- [Supplied information]
===============
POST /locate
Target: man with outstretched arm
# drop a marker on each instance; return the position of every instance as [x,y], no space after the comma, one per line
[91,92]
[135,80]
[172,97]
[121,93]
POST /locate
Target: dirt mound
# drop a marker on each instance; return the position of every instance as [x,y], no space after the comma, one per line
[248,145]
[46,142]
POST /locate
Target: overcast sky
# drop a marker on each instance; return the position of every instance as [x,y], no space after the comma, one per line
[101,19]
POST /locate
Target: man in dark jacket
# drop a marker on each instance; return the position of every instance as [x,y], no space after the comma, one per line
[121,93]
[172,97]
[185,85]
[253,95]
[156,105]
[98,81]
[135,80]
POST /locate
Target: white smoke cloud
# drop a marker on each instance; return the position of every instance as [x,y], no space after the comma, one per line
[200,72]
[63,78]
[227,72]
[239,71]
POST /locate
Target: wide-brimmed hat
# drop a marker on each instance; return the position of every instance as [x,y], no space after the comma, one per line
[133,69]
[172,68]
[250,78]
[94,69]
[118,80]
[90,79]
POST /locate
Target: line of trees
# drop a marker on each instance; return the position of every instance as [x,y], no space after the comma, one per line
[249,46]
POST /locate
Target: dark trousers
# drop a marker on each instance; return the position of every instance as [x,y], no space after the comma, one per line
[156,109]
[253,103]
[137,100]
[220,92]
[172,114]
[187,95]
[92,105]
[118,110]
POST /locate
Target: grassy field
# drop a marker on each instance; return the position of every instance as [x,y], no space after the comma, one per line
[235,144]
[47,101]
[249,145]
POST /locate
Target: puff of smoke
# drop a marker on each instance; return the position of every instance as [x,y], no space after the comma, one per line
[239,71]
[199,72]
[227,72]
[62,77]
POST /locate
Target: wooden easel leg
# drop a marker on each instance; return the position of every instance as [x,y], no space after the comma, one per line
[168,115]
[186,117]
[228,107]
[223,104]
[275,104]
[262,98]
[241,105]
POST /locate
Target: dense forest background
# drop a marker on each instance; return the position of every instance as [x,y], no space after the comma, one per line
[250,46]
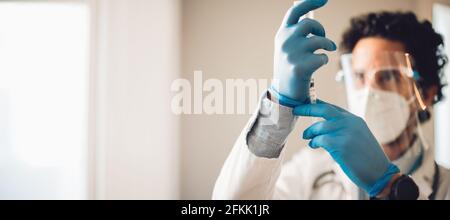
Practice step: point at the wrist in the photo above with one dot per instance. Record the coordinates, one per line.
(387, 190)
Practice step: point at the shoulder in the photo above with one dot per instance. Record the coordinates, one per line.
(311, 161)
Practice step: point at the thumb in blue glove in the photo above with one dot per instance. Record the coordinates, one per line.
(350, 143)
(295, 60)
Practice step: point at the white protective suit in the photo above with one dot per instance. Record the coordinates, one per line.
(311, 174)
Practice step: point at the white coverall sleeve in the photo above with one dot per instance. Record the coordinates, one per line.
(253, 167)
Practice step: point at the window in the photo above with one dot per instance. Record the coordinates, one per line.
(442, 110)
(44, 63)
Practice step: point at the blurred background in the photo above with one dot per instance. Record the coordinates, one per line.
(85, 90)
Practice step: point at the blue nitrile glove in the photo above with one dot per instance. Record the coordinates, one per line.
(349, 141)
(295, 60)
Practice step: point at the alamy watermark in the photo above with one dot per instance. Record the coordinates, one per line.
(216, 97)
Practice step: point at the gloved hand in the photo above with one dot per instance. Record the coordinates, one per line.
(350, 143)
(295, 60)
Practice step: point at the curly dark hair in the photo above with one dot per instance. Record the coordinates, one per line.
(419, 39)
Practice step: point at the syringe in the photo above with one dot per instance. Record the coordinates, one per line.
(312, 89)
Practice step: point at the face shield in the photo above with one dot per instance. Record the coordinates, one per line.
(381, 89)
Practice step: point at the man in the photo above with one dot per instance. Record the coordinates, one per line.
(392, 75)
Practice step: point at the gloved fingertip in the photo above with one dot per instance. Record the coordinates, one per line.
(311, 145)
(334, 47)
(319, 2)
(306, 135)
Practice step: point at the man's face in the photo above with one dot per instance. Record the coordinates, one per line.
(373, 69)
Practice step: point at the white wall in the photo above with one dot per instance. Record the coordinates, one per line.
(135, 134)
(234, 39)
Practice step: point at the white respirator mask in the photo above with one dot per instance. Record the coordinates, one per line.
(386, 113)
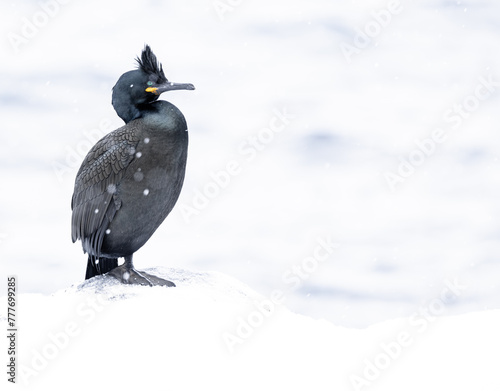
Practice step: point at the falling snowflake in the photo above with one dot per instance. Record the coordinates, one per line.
(138, 176)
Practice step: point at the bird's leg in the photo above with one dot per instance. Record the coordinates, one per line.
(126, 274)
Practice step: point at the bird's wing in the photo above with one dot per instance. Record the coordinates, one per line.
(95, 200)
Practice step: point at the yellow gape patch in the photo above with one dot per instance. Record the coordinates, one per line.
(152, 89)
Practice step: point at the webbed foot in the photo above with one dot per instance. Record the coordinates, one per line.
(126, 274)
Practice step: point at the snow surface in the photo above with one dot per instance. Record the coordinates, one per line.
(105, 335)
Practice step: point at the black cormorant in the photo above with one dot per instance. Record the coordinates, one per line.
(131, 179)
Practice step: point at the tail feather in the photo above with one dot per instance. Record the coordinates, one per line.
(96, 267)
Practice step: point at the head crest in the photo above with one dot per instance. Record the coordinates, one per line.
(150, 65)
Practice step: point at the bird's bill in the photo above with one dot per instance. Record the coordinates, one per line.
(169, 86)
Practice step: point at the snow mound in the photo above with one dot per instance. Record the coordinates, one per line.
(213, 332)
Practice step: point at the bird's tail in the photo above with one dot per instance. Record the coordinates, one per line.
(97, 266)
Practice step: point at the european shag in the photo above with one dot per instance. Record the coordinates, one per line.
(131, 179)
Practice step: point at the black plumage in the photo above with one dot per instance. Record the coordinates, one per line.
(131, 179)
===============
- [Task instructions] Rescale the lines starting at the one containing "Practice step: point at the european" and ending at the last line of the records, including the requests. Multiply each coordinate in the answers by 0.35 and round it to a whole number, with halves rounded up.

- [Answer to the task]
Practice step: point at the european shag in the photo above with one dot per instance. Record the coordinates, one per line.
(46, 63)
Practice step: point at the black plumage in the photo above with one dot per instance. Record the coordinates, one per line.
(46, 63)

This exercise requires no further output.